The work described here is part of a feasibility study performed within the EU-funded research project STREAMLINE to investigate different performance and computational aspects regarding the flow around a propeller operating in a ship wake. The simulations are performed in OpenFOAM® 2.2.x  using LES (Large Eddy Simulation). The interest concerns both how the sliding mesh implementation in OpenFOAM performs and propulsor performance parameters including how large a variation in the propeller flow the resolved transient wake field incurs, how cavitation behavior is affected and the impact of different appendages, such as a pre-swirl stator installation.

:::

--- Task directions ---
Continue the description of the OpenFOAM simulation study of a propeller in a ship wake, starting after its last sentence.

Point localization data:

:::

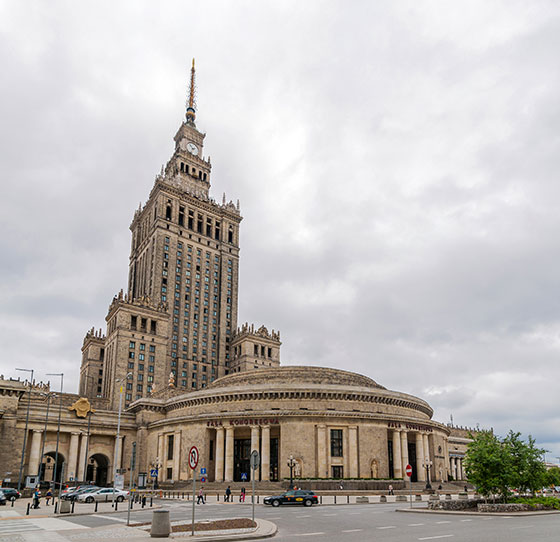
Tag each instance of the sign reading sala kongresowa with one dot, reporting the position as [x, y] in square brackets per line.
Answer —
[243, 421]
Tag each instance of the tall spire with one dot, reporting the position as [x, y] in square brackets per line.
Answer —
[191, 105]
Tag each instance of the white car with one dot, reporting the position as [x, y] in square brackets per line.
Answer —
[103, 495]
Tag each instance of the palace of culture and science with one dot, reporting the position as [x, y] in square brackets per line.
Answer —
[178, 321]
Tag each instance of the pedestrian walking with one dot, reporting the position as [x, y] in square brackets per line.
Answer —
[200, 497]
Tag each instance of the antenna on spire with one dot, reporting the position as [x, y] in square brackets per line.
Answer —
[191, 104]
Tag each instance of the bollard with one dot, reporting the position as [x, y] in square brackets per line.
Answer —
[161, 527]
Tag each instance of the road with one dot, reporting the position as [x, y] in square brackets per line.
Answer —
[355, 523]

:::

--- Task response ---
The case studied is a 7000 DWT chemical tanker in model scale with overall length = 5:86 m at the scale factor of 1:16.5. The model has been used as a base line vessel in the project. It was designed by CNR-INSEAN, and an extensive experimental and computational database has been collected by the partners in STREAMLINE with results presented in e.g. [8, 10, 4, 9]. The simulated conditions presented in this paper are for model ship speed of 1.773 m/s, corresponding to design speed 14 knots in full scale, and with a propeller revolution rate of 8.92 rps. To simplify the set-up somewhat, computations were made for a double body model, so the effect of the wavy free surface is neglected. Judging from available experimental data, this is however a minor approximation at this speed. The simulations are performed with a rudder.
The simulations have been run using an implicit LES approach, where no sub grid model is used for the energy dissipation and instead we rely on numerical diffusion to be a sufficiently good emulation of this process. The reason for choosing implicit LES for these simulations is that we also run the case with a cavitating propeller, and for these flows we have normally used this technique. We have good experiences using this modeling technique for both wetted and cavitating flows, see [3, 2, 7] and the references therein.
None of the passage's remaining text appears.